DOCUMENT SEGMENT »
DC Council votes to overturn Initiative 77, restrict Airbnb and short-term rentals

The D.C. Council had a packed agenda during its legislative session on Tuesday. On the docket was a measure to repeal an initiative that would raise the minimum wage for tipped workers and a bill that would impose new restrictions on homeowners by preventing them from renting out their second homes through Airbnb or other short-term rental companies.

Supporters of the latter bill say this would help preserve neighborhoods and buildings from being turned into virtual hotels. However, opponents such as Airbnb have argued this is a massive overreach of government regulation.

On Tuesday, the council voted to advance this bill and it will go up for a second reading later this month or in November as amendments can still be made.

The D.C. Council has also passed a measure that will eventually overturn the voter-approved Initiative 77. It would require employers in the District's hospitality industry to pay all tipped workers a minimum wage of $12.50 an hour and increase it to $15 by 2020.

D.C. Mayor Muriel Bowser has called Initiative 77 a "bad law" that would hurt the city's thriving restaurant industry.

"This will hurt two groups," said D.C. Councilmember Jack Evans. "This will hurt our workers. There is no doubt about it. And it's going to hurt the 96 percent of the small businesses that are in this city, and the restaurant industry is going to have to figure out a way to pay for this thing."

"Today's vote is not a vote on whether we agree with Initiative 77," said D.C. Councilmember Robert White. "Rather, it's a vote on whether we will respect the will of the majority of voters. I cannot and will not ignore the clear vote of the residents on this issue just because I disagree with the outcome."

REQUIREMENT 1 »
Answer these questions from the article on the D.C. Council votes:
(a) Who called Initiative 77 a "bad law"?
(b) What minimum wage would Initiative 77 require for tipped workers by 2020?
(c) When will the short-term rental bill go up for a second reading?
REQUIREMENT 2 »
Copy the stretch of the D.C. Council article from "DC Council votes" through "still be made.".
REQUIREMENT 3 »
Write what comes next in the article on the D.C. Council votes, picking up after its last sentence.

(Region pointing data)
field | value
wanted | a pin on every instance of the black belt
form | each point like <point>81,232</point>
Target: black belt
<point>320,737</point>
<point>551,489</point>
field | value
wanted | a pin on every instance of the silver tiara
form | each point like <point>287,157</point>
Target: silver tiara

RESPONSE 1 »
(a) D.C. Mayor Muriel Bowser
(b) $15 an hour
(c) Later this month or in November

RESPONSE 2 »
DC Council votes to overturn Initiative 77, restrict Airbnb and short-term rentals

The D.C. Council had a packed agenda during its legislative session on Tuesday. On the docket was a measure to repeal an initiative that would raise the minimum wage for tipped workers and a bill that would impose new restrictions on homeowners by preventing them from renting out their second homes through Airbnb or other short-term rental companies.

Supporters of the latter bill say this would help preserve neighborhoods and buildings from being turned into virtual hotels. However, opponents such as Airbnb have argued this is a massive overreach of government regulation.

On Tuesday, the council voted to advance this bill and it will go up for a second reading later this month or in November as amendments can still be made.

RESPONSE 3 »
Bartenders and servers, many of whom attended Tuesday's council hearing, say Initiative 77 would take money out of their pockets, confuse patrons and force some business owners to raise prices and cut staff.

"I'm a server. I work in Chinatown. I have a lot of flexibility with my job. I get to spend a lot of time with my son, but I still can afford to live here in this city, and I don't think [Initiative] 77 was the right thing to help people in the long run," said Dawn Williams.

The council's vote to pass the repeal bill on first reading was 8 to 5. It still needs to pass a second reading, the mayor's signature and congressional approval.

Council members are looking at emergency legislation that would delay implementation of the initiative, which is set to take effect later this month.

D.C. Council Chairman Phil Mendelson said final legislation would also address two important issues - wage theft and sexual harassment in the hospitality industry.